Reproduce word for word the lines of the listing below, starting with the line that contains "Give the innermost point of each instance of the blue" and continuing through the final line of the listing, with both of those lines included.

===== Entries supplied

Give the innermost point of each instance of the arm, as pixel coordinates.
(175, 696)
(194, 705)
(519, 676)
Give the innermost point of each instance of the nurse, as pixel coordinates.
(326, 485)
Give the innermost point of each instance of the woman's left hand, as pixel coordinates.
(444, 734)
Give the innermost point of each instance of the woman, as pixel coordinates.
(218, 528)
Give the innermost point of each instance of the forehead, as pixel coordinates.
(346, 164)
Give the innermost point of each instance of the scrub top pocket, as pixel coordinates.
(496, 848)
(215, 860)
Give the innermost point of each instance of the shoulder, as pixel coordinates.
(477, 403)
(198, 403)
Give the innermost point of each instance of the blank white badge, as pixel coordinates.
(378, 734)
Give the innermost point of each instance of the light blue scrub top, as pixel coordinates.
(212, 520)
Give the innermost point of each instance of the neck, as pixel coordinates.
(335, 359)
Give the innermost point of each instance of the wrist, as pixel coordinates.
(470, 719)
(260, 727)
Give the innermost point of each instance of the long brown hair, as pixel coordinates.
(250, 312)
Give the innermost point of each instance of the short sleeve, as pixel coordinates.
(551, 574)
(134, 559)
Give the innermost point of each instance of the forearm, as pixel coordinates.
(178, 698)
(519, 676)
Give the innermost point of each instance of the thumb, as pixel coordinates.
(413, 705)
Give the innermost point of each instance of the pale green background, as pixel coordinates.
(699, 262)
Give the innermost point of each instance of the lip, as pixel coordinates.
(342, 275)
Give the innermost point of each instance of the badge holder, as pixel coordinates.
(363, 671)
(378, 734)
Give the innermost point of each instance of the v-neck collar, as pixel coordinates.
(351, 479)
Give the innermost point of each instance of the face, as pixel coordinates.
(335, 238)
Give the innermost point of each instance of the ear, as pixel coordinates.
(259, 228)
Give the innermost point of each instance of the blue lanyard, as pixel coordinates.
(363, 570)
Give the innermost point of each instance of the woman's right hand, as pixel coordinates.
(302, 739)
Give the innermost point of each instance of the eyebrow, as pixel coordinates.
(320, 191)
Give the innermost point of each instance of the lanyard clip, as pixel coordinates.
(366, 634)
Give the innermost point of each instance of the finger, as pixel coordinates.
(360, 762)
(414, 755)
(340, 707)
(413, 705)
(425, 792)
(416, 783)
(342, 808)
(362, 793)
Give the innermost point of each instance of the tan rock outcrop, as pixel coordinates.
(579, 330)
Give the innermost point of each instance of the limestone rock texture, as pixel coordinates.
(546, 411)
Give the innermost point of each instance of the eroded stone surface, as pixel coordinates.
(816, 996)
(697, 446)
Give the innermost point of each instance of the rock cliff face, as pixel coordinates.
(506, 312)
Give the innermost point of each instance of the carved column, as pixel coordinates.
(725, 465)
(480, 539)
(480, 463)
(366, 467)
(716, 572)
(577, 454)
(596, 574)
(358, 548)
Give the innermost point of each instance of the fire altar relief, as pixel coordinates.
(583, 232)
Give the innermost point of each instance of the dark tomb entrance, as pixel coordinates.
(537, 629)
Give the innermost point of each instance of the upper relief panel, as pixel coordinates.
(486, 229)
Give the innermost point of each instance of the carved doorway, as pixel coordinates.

==========

* [Final result]:
Give the innermost point of each instance of the blue lanyard, as pixel coordinates.
(363, 570)
Give the innermost point of each instance of the woman's right hand, as pixel coordinates.
(302, 739)
Give the innermost point of each instance of the eyebrow, as pixel coordinates.
(320, 191)
Give the innermost point of each instance of the lanyard clip, as pixel coordinates.
(366, 634)
Give the innermost point of each instance of the finger, as pixel coordinates.
(360, 762)
(414, 755)
(340, 707)
(413, 705)
(425, 792)
(416, 783)
(342, 808)
(362, 793)
Give the innermost point of each instance of the tan rock outcrop, as pixel coordinates.
(579, 330)
Give the innermost point of each instance of the limestone rock texture, as pixel coordinates.
(546, 411)
Give the innermost point of each instance of the eroded stone surface, as pixel coordinates.
(816, 996)
(697, 446)
Give the innermost point of each instance of the rock cliff face, as pixel coordinates.
(506, 312)
Give the innermost point of each instance of the carved column, as pixel coordinates.
(725, 465)
(480, 539)
(480, 463)
(366, 467)
(716, 572)
(577, 454)
(596, 574)
(358, 548)
Give the innermost point of each instance of the fire altar relief, as pixel coordinates.
(583, 232)
Give the innermost point of each instance of the dark tomb entrance, as pixel coordinates.
(537, 629)
Give the innermost point of each instance of the upper relief panel, as pixel coordinates.
(486, 229)
Give the innermost point of each instance of the carved doorway, as pixel coordinates.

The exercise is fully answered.